* Document segment:
>>>
Dive Brief:
- Turnstone Biologics has become the first biotechnology startup to file for an initial public offering in two months, outlining plans on Monday for a stock sale to fund the development of cell therapies for cancer.
- According to research firm Renaissance Capital, the biotech aims to raise up to $86 million in the offering, though that figure could change once final terms are set. If completed at that value, Turnstone’s IPO would be only the eighth of 2023 and the year’s fifth-largest offering, according to BioPharma Dive data.
- However, the IPO comes as the startup appears to be in financial peril. In its offering prospectus, Turnstone said there is “substantial doubt” about its ability to stay solvent in the near future without additional funding. The startup has raised $172 million from investors led by Versant Ventures, but shifted its strategy in 2020 and has since lost lucrative partnerships with Takeda and AbbVie.
Dive Insight:
The downturn that halted a record run of biotech IPOs has now lasted more than a year and a half. New offerings plummeted by about 80% last year, to 22 overall, and are on pace to fall further in 2023 as investors demand more evidence of progress from young biotechs than previously.
The slowdown has pressured privately held biotech startups, which rely on access to the public markets for funding and returns for their venture backers. In this tougher market climate, companies are staying private for longer and raising additional private rounds. A sector overview published this week by the consultancy Ernst & Young found that investors are more likely to turn to surer bets, presenting challenges for startups pursuing unproven drugmaking approaches.
Turnstone, which started up in 2015, fits that mold. The company was one of more than a dozen biotechs formed in recent years to use oncolytic viruses to attack cancer. But it changed course in 2020, acquiring a biotech developing “tumor-infiltrating lymphocyte,” or TIL, cell therapies, which have drawn research interest for years but have not yet led to a U.S. approved drug.
That approach is now Turnstone’s “foundational therapeutic modality,” the company said in its IPO filing. Its most advanced treatment, for solid tumors, is currently in a Phase 1 trial.
To win the backing of public investors, though, Turnstone might have to buck an emerging trend. A majority of the companies that IPO’d this year have had programs in mid-stage testing or later, a shift from 2021, when many preclinical or early clinical-stage companies successfully priced offerings.
In the meantime, the company is running low on cash. AbbVie and Takeda cut ties with the company in 2021 and 2022, respectively, according to the IPO filing. It had about $82 million in cash and short-term investments at the end of 2022, a year in which it needed about $71 million to run its business. It held about $64 million as of the end of March.
Turnstone’s current resources aren’t enough to fund its operations for “at least the next 12 months,” and the company could need to pursue debt raises, asset sales or partnerships to extend its runway, the filing said. Without sufficient funding, the company may cut spending or curtail planned research programs.
Turnstone isn’t alone in considering such options. Dozens of biotech companies have cut jobs this year. EY’s report notes that more than 30 biotechs have filed for bankruptcy since 2020, and more than half of the publicly held emerging drugmakers it tracks have less than two years of cash on hand.
“While tough financial times have thinned out the herd, companies that can shift to leaner operations and focus on financial resilience are likely to thrive,” the report’s authors wrote.
<<<
Return the part of the article on Turnstone Biologics' IPO filing that opens with the words containing "Turnstone, which started" and closes with "successfully priced offerings.", copied word for word. The items that come next are from a different source.

* Extracted data:
>>>
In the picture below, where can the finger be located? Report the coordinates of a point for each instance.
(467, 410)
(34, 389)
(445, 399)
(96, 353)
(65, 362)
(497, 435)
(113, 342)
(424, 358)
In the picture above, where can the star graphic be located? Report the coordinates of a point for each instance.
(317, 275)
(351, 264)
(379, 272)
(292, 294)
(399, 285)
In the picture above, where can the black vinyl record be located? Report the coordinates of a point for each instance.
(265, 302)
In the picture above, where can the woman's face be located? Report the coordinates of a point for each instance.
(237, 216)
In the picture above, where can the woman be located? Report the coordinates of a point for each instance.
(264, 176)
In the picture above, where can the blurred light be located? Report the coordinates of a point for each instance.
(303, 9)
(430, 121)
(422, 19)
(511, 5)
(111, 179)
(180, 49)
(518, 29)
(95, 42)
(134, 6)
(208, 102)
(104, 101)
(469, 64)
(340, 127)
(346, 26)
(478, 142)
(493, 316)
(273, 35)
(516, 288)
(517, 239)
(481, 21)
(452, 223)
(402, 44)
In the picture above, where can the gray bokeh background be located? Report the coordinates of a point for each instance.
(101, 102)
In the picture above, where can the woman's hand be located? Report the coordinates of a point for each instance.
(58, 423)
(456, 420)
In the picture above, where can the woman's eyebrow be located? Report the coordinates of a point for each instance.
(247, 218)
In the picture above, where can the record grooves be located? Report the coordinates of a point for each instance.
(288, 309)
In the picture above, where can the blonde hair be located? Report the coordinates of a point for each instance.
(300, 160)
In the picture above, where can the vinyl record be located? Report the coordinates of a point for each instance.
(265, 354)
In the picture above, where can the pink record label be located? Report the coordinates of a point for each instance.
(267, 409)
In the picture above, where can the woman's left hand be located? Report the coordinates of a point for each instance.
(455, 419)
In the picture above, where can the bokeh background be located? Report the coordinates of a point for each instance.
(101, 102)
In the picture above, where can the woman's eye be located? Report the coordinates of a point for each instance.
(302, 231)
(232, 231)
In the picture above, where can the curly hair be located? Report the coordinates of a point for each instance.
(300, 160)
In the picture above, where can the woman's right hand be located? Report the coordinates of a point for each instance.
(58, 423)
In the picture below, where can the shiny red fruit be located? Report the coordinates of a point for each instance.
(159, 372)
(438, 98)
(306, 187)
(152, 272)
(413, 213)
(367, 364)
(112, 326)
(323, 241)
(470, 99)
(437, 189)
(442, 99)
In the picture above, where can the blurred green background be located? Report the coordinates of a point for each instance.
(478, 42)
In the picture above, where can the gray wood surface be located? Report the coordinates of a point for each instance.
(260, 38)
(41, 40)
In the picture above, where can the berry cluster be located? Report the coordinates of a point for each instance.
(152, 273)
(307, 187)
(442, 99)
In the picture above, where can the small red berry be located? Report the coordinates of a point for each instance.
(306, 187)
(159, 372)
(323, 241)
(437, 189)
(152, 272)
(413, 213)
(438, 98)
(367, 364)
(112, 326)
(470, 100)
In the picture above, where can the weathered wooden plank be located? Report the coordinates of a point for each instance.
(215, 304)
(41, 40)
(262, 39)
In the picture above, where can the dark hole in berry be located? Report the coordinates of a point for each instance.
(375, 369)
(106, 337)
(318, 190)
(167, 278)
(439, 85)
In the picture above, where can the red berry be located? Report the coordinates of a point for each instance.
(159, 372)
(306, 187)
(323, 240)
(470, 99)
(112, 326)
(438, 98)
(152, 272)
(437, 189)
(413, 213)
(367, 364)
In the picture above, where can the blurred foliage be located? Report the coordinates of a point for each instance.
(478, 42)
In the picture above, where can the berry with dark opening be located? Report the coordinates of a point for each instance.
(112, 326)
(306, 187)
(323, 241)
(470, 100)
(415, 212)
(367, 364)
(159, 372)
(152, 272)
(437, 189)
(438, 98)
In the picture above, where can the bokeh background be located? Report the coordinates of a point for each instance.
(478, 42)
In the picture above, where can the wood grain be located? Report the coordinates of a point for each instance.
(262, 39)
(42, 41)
<<<
* Expected answer:
Turnstone, which started up in 2015, fits that mold. The company was one of more than a dozen biotechs formed in recent years to use oncolytic viruses to attack cancer. But it changed course in 2020, acquiring a biotech developing “tumor-infiltrating lymphocyte,” or TIL, cell therapies, which have drawn research interest for years but have not yet led to a U.S. approved drug.
That approach is now Turnstone’s “foundational therapeutic modality,” the company said in its IPO filing. Its most advanced treatment, for solid tumors, is currently in a Phase 1 trial.
To win the backing of public investors, though, Turnstone might have to buck an emerging trend. A majority of the companies that IPO’d this year have had programs in mid-stage testing or later, a shift from 2021, when many preclinical or early clinical-stage companies successfully priced offerings.